* Start Source document *

Ever since you could send patches by mail we'd interact over thousands of miles, exchanging code snipped between people we don't even know beforehand.

That and the transient nature of contributions might be the main the reasons it's very hard to find out why things go wrong.

The guide tries to pin down most common issues and bring to light some possible reasons.

I'm writing based on my experiences with some projects, the feedback I heard from frustrated users and overloaded devs. In case of Check_MK I've even seen all sides, but this writeup is based on a lot more projects / interactions. In most cases I'm just a mere user. At rare times I've been intrigued, but most often I've been driven mad.

Yes, some of this is guesswork, some of it is deduced from the different stories I kept hearing.

Maybe you can recognize some of these?

  • As a non-dev user, you can see your infrastructure go to ruins by upstream changes or despair when a small utility starts getting overengineered and then proudly rewritten to some incompatible mutant of "all you ever needed".

  • As a normal contributor you basically have no remote clue how to add your code. You try to get it really good, send the PR (you did that often enough) and then weird docbook formatting is said to be wrong, something that has no relation to what you tried to add, and you're lost. It's a busy week and basically you forget about your patch. For about two years, till you upgrade and suddenly find that part of the upstream is still broken.

  • With the dev hat on you can die inside having to explain to a contributor why it's not OK to write this formula differently than everywhere else in the whole code base. As if you'd never thought about it, right?

  • As someone doing community support you feel pretty hopeless if there's no place where you can find out if a certain workaround for a bug from two years ago is still needed? The users still apply it, just to be safe. The dev doesn't even remember the issue, but thinks it should be fixed. If you ask him if he actually tested that fix, he unfortunately didn't answer about that one weird edge case from comment #37 in the bugtracker.

*The thing is - you actually experienced each of those issues some time, right???*

I think that's the point where you know things are broken and we need to do something!

* End Source document *
* Start Stored rows *

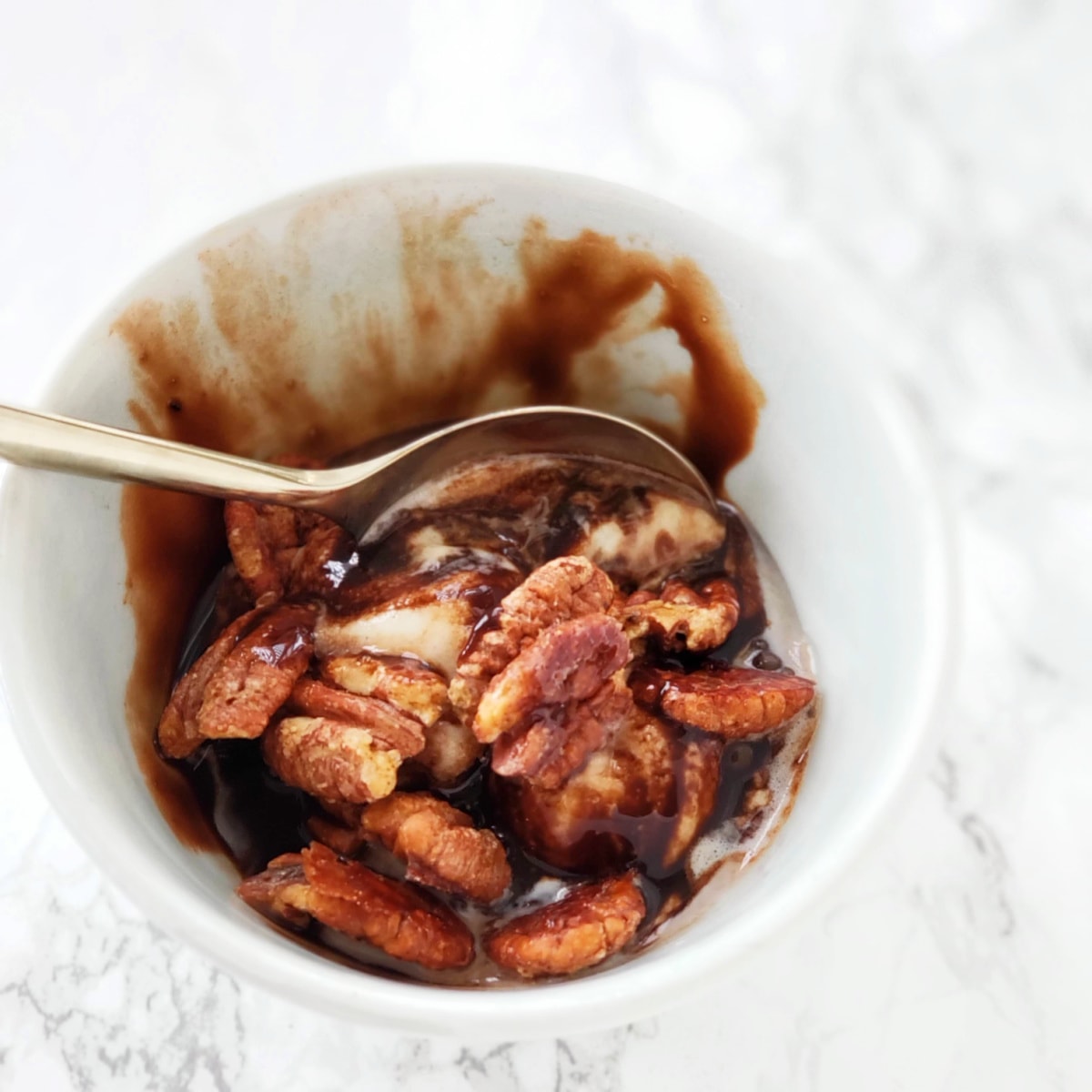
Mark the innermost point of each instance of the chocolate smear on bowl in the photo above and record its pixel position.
(230, 372)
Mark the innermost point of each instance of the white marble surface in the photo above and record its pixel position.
(932, 157)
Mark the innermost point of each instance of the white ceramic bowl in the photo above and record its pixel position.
(835, 485)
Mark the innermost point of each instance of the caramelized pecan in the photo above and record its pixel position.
(648, 795)
(240, 681)
(405, 683)
(279, 551)
(344, 895)
(450, 751)
(440, 845)
(731, 703)
(281, 890)
(556, 703)
(388, 725)
(561, 590)
(257, 676)
(682, 617)
(551, 748)
(579, 931)
(330, 759)
(568, 663)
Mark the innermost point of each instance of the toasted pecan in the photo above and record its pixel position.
(388, 725)
(332, 760)
(405, 683)
(279, 551)
(682, 617)
(561, 590)
(568, 663)
(240, 681)
(450, 751)
(550, 749)
(733, 703)
(345, 895)
(257, 676)
(440, 845)
(591, 923)
(647, 795)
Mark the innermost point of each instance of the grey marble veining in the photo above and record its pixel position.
(932, 161)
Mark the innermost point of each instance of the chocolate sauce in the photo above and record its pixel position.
(543, 342)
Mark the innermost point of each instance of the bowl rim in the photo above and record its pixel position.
(634, 989)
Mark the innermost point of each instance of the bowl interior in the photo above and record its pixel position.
(355, 294)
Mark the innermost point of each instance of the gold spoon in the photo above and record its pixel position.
(352, 495)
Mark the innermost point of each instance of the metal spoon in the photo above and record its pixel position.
(352, 495)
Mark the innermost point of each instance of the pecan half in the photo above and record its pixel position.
(177, 732)
(556, 703)
(330, 759)
(550, 749)
(568, 663)
(279, 551)
(440, 845)
(241, 680)
(257, 676)
(387, 724)
(579, 931)
(450, 751)
(404, 683)
(731, 703)
(281, 890)
(682, 617)
(344, 895)
(645, 796)
(561, 590)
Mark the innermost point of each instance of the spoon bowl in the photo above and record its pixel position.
(352, 495)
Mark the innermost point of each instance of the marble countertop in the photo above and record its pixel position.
(928, 157)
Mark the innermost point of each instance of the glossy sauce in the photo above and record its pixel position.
(540, 339)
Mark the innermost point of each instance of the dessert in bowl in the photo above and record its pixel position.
(329, 320)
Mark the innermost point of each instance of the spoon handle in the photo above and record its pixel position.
(48, 441)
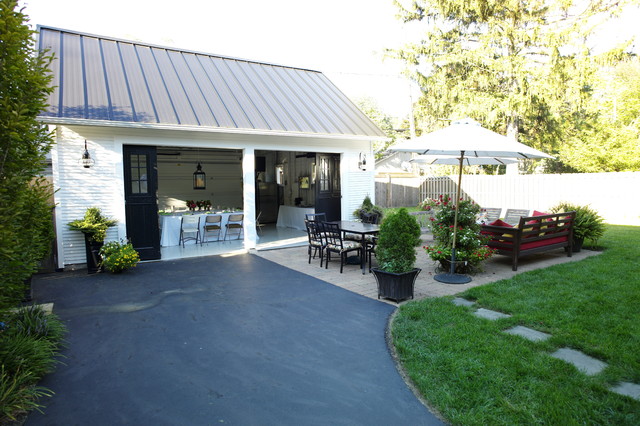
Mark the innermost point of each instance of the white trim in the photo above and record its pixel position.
(157, 126)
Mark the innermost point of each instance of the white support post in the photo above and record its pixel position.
(249, 197)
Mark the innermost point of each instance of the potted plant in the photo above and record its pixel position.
(94, 227)
(396, 253)
(471, 248)
(588, 224)
(368, 212)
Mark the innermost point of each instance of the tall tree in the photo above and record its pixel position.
(25, 225)
(518, 66)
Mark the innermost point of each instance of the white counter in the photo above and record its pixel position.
(170, 224)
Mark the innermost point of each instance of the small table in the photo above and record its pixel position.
(362, 229)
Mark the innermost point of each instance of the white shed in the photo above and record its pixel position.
(149, 115)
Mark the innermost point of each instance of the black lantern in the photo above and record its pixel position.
(199, 178)
(86, 159)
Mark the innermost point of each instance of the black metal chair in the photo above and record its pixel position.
(316, 242)
(336, 244)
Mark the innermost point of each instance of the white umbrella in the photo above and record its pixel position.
(436, 160)
(466, 139)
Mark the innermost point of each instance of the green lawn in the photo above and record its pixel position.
(473, 373)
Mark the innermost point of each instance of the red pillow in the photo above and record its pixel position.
(500, 223)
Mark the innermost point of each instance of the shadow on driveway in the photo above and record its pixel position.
(235, 340)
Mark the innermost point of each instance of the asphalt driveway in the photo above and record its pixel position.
(220, 340)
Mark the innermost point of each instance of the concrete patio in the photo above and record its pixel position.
(495, 269)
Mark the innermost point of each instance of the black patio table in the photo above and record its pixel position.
(362, 229)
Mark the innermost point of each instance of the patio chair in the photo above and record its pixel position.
(235, 225)
(315, 240)
(336, 244)
(316, 217)
(212, 225)
(512, 216)
(189, 229)
(490, 214)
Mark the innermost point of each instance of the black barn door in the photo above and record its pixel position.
(328, 185)
(141, 205)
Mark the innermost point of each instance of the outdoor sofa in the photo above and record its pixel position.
(538, 233)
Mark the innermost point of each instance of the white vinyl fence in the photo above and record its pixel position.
(615, 196)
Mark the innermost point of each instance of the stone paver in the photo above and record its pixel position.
(627, 389)
(528, 333)
(490, 315)
(463, 302)
(588, 365)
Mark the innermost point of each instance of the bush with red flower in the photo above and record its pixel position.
(471, 247)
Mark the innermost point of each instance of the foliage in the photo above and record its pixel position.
(472, 372)
(94, 224)
(29, 341)
(26, 227)
(398, 237)
(470, 244)
(520, 68)
(588, 223)
(368, 208)
(118, 256)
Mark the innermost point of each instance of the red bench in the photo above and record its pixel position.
(533, 234)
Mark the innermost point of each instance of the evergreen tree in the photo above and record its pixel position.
(26, 228)
(519, 67)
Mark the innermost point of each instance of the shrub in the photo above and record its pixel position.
(470, 244)
(588, 225)
(118, 256)
(94, 224)
(398, 237)
(29, 341)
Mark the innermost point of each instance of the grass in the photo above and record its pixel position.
(473, 373)
(29, 342)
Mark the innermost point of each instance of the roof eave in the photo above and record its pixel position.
(187, 128)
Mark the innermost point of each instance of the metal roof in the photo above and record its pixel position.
(129, 83)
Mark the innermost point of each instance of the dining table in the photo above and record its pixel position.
(362, 229)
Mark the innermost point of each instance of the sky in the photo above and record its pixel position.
(344, 39)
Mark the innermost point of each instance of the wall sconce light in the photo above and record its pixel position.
(199, 178)
(86, 159)
(362, 162)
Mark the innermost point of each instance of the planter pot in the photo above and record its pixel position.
(395, 286)
(93, 254)
(462, 266)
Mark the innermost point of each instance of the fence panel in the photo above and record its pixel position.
(613, 195)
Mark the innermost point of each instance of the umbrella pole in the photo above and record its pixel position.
(452, 277)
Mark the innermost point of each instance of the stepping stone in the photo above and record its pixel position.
(588, 365)
(463, 302)
(489, 314)
(627, 389)
(528, 333)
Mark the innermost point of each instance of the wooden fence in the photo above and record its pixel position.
(613, 195)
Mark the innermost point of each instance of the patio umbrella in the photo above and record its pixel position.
(466, 139)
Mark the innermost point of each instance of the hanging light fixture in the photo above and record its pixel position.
(86, 159)
(199, 178)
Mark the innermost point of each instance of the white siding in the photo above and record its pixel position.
(78, 188)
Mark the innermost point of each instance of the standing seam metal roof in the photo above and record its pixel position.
(102, 78)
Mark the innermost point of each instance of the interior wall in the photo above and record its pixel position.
(223, 171)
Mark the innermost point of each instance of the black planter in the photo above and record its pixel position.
(93, 254)
(394, 286)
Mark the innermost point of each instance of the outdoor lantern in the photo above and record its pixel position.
(199, 178)
(86, 160)
(362, 163)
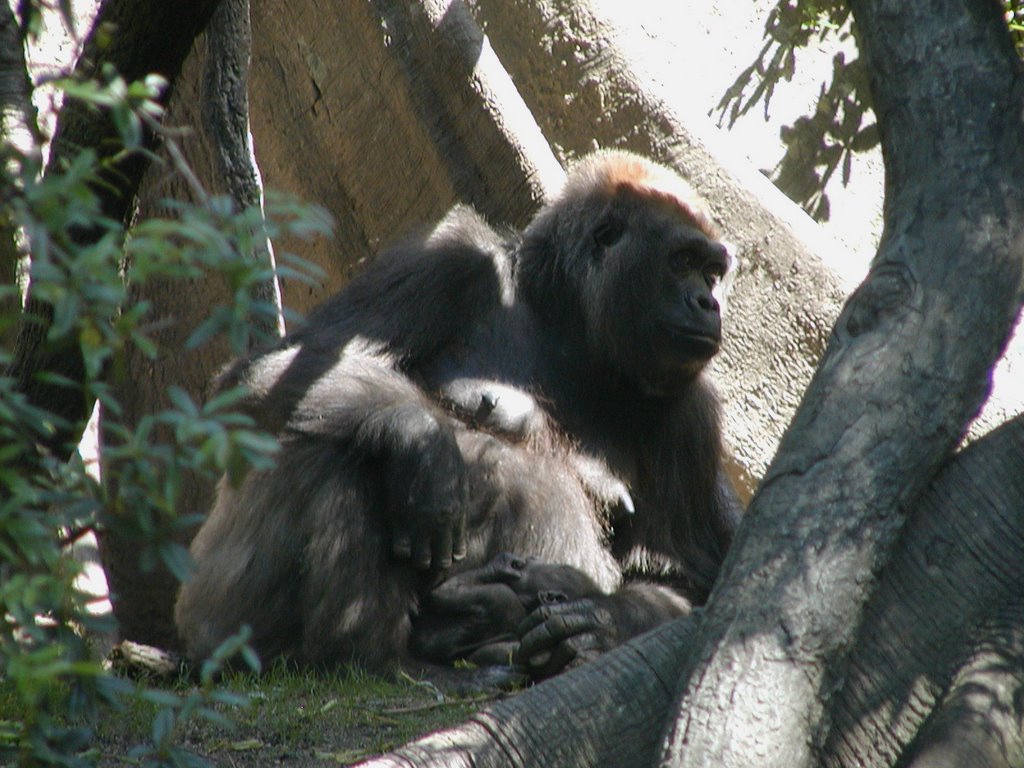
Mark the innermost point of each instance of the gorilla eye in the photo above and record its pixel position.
(609, 231)
(713, 275)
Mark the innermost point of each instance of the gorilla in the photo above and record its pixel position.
(494, 445)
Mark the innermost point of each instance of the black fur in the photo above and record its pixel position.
(469, 395)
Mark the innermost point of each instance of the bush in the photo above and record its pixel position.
(53, 687)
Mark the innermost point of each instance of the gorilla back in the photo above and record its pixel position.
(471, 394)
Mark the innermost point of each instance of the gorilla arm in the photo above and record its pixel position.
(561, 634)
(348, 376)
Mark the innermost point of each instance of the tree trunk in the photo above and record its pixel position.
(211, 99)
(17, 129)
(153, 37)
(979, 722)
(906, 369)
(387, 113)
(588, 91)
(625, 692)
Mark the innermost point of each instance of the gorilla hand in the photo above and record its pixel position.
(475, 614)
(562, 634)
(425, 489)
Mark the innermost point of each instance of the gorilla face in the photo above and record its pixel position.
(650, 295)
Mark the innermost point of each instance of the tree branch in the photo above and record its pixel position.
(907, 367)
(152, 37)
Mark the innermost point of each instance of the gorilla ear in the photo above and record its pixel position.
(609, 229)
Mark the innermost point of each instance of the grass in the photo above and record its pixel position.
(294, 718)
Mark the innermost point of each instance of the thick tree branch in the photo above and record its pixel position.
(921, 627)
(225, 117)
(906, 369)
(979, 721)
(958, 565)
(18, 130)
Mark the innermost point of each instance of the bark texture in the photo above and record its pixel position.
(154, 37)
(906, 368)
(210, 99)
(979, 721)
(957, 566)
(18, 130)
(922, 632)
(387, 114)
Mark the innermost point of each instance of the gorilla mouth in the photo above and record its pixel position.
(694, 344)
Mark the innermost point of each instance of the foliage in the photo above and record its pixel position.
(59, 688)
(842, 123)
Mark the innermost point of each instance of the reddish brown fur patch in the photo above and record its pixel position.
(616, 171)
(689, 208)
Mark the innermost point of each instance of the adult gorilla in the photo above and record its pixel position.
(470, 395)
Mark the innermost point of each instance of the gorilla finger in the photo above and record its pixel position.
(552, 597)
(571, 652)
(421, 554)
(442, 549)
(459, 544)
(546, 611)
(552, 632)
(401, 547)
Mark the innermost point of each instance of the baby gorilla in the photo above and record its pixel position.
(471, 394)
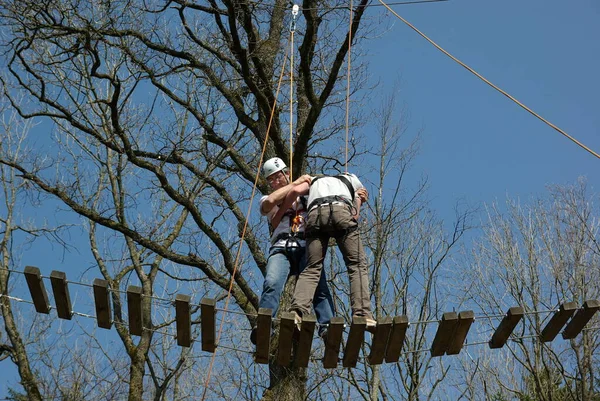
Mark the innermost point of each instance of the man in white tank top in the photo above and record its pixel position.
(333, 208)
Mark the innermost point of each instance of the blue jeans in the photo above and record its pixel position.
(278, 269)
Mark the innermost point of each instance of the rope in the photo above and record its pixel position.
(490, 83)
(348, 83)
(237, 258)
(263, 6)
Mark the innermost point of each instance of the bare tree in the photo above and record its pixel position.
(538, 256)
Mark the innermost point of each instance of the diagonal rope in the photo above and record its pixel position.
(237, 257)
(490, 83)
(348, 83)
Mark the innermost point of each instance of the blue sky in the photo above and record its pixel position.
(478, 145)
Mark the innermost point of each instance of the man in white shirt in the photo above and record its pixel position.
(333, 208)
(287, 254)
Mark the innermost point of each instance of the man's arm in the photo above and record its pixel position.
(277, 196)
(293, 194)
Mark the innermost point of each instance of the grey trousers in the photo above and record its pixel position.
(324, 222)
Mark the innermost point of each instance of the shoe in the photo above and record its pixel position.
(371, 325)
(297, 320)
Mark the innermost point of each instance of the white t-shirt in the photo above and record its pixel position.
(284, 225)
(332, 186)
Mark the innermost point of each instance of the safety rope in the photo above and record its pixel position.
(239, 251)
(490, 83)
(348, 81)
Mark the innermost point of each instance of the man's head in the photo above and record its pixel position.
(275, 171)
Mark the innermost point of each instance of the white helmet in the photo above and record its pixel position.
(272, 166)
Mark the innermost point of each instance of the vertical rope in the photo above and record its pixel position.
(291, 104)
(237, 257)
(348, 82)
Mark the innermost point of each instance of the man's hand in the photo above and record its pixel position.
(363, 195)
(300, 180)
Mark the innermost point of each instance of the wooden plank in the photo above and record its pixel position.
(380, 340)
(39, 296)
(333, 342)
(396, 340)
(581, 318)
(60, 289)
(263, 335)
(444, 334)
(465, 320)
(305, 341)
(286, 333)
(506, 327)
(355, 340)
(134, 309)
(207, 324)
(183, 320)
(102, 301)
(557, 321)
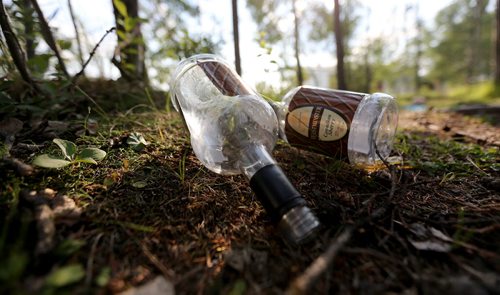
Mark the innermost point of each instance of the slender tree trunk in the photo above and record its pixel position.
(368, 72)
(300, 77)
(15, 49)
(49, 38)
(236, 36)
(130, 47)
(341, 82)
(475, 36)
(497, 41)
(77, 33)
(28, 29)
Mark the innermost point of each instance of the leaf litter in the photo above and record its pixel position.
(427, 225)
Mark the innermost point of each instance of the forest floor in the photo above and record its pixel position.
(150, 218)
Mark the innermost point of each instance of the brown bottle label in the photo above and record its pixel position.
(224, 78)
(319, 119)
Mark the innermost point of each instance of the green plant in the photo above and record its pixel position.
(70, 155)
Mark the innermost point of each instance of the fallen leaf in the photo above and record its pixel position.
(65, 210)
(10, 127)
(65, 275)
(430, 239)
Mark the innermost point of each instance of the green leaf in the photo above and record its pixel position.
(91, 153)
(130, 24)
(136, 141)
(120, 6)
(103, 276)
(68, 148)
(48, 161)
(85, 160)
(65, 275)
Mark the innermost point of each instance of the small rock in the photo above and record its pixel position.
(19, 166)
(65, 210)
(45, 228)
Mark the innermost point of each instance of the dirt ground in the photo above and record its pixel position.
(156, 221)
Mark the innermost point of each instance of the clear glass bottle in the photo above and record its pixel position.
(341, 124)
(232, 131)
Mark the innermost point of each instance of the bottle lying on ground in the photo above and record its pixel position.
(348, 125)
(232, 131)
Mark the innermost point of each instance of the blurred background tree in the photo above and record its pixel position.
(302, 42)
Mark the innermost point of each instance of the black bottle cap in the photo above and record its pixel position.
(284, 204)
(275, 192)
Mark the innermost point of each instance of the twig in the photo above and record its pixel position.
(17, 53)
(48, 37)
(99, 109)
(75, 78)
(302, 283)
(90, 261)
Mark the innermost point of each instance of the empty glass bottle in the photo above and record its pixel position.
(232, 131)
(337, 123)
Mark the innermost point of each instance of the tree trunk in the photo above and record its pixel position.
(48, 37)
(130, 49)
(341, 83)
(16, 51)
(497, 41)
(236, 36)
(300, 78)
(78, 42)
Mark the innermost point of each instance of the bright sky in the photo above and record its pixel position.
(386, 18)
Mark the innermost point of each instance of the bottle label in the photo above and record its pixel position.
(319, 119)
(317, 123)
(225, 79)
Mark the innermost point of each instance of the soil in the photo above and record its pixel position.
(428, 224)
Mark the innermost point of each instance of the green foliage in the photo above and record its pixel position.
(448, 158)
(463, 42)
(70, 155)
(65, 275)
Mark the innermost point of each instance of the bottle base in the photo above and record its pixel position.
(372, 130)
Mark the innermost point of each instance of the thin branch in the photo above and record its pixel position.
(48, 37)
(301, 284)
(17, 53)
(75, 78)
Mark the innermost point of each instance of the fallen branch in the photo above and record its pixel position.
(77, 34)
(75, 78)
(48, 37)
(302, 283)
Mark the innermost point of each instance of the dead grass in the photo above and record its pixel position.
(429, 225)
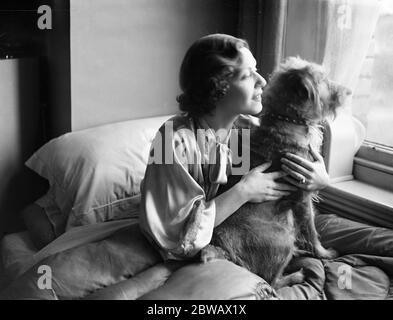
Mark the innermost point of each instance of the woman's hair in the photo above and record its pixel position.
(205, 72)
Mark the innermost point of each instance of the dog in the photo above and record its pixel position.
(263, 237)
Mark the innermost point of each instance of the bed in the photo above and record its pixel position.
(100, 253)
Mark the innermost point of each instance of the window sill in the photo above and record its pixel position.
(358, 201)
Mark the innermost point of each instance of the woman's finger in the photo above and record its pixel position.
(295, 167)
(277, 175)
(316, 155)
(299, 160)
(277, 193)
(263, 167)
(271, 198)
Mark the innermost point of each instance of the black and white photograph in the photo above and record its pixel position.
(202, 152)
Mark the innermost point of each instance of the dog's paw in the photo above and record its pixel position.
(211, 252)
(323, 253)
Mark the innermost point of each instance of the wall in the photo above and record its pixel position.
(303, 29)
(125, 55)
(19, 137)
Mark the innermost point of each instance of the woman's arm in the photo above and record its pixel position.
(255, 186)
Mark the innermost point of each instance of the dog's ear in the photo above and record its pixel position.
(301, 86)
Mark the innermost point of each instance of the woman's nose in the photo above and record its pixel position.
(260, 81)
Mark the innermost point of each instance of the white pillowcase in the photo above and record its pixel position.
(95, 174)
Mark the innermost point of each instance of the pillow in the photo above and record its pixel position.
(214, 280)
(95, 174)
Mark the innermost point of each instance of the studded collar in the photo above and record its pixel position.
(280, 117)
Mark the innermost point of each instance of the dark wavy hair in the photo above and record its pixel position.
(205, 72)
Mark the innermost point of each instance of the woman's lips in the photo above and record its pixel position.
(258, 97)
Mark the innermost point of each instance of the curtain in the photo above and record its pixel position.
(350, 26)
(263, 23)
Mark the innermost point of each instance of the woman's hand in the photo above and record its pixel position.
(307, 175)
(259, 186)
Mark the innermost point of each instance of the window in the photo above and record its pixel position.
(373, 104)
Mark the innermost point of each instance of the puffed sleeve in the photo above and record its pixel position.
(174, 212)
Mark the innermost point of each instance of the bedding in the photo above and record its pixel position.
(94, 174)
(129, 268)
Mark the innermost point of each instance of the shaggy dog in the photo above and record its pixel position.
(263, 237)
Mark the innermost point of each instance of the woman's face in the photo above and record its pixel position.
(245, 90)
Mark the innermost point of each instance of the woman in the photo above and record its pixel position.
(190, 156)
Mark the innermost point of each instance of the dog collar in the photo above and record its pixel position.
(286, 119)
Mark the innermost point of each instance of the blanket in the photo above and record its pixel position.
(125, 266)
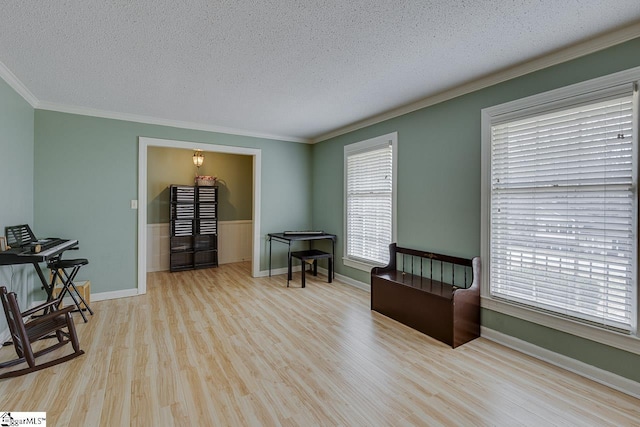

* End Stored rows *

Written problem 1:
Reproduce the passage of the piece on open-source contribution problems from "The guide tries" up to and including "been driven mad.".
Written problem 2:
Count the lines in the rows that contain the string "collar", treating case as significant, and give only the number.

Exercise solution 1:
The guide tries to pin down most common issues and bring to light some possible reasons.

I'm writing based on my experiences with some projects, the feedback I heard from frustrated users and overloaded devs. In case of Check_MK I've even seen all sides, but this writeup is based on a lot more projects / interactions. In most cases I'm just a mere user. At rare times I've been intrigued, but most often I've been driven mad.

Exercise solution 2:
2